Problem details: Reproduce verbatim the lines below, starting from the line that contains "of the knit" and continuing up to and including the final line of the rows.
** begin Data listing **
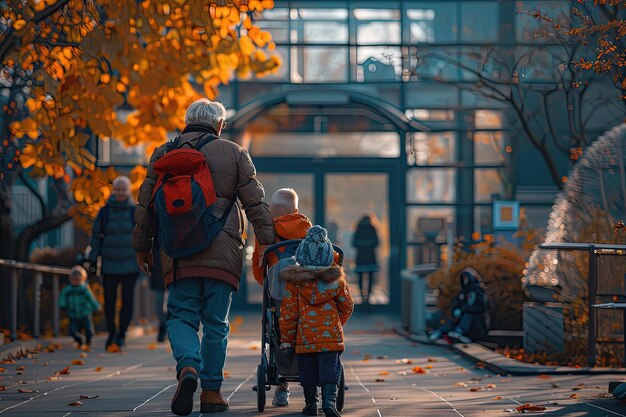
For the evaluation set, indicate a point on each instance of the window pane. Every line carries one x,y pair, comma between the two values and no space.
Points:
488,119
325,32
324,14
490,148
480,21
428,223
378,63
355,144
488,181
431,185
377,14
325,64
375,33
431,148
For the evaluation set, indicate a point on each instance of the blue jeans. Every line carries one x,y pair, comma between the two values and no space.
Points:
193,301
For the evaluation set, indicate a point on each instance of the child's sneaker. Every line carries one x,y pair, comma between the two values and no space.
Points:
281,396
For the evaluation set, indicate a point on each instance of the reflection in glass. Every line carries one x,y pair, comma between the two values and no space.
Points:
377,14
431,148
348,198
303,185
431,185
374,33
325,32
355,144
324,63
323,14
490,148
487,182
378,63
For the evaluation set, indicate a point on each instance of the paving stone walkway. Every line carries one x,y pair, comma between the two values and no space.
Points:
141,381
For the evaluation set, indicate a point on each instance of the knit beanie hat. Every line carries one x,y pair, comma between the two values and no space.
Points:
315,250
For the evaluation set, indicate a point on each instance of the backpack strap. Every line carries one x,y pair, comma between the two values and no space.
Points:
104,220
** end Data listing **
Answer to the problem:
For the evaluation set, indicate a point on each instance of the knit beanie hat. Every line carries one x,y pair, comma between the two values and no space.
Points:
315,250
For the evaluation set, indicate a point on each instance of the backpack strap. Every line carries one x,y pair, comma between the two values and no space.
Points:
104,220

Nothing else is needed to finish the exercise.